**THE PROBLEM**:
An acceptable response holds only the line containing "point_to(query) scans the" and every line after it to the end of the records, each reproduced exactly.

-*-

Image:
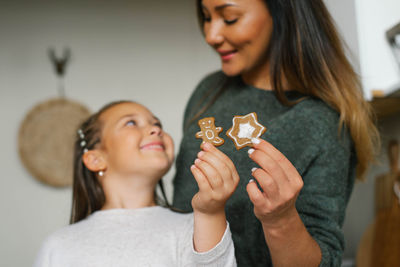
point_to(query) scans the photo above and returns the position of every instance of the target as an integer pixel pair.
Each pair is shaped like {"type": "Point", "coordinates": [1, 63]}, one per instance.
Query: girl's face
{"type": "Point", "coordinates": [239, 30]}
{"type": "Point", "coordinates": [134, 143]}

-*-

**COMPLETED TASK**:
point_to(query) scans the photo above and returns the position of every instance of the target as an integer pixel pair.
Each pair is shaped like {"type": "Point", "coordinates": [1, 63]}, one per instance.
Query: girl's face
{"type": "Point", "coordinates": [239, 30]}
{"type": "Point", "coordinates": [134, 143]}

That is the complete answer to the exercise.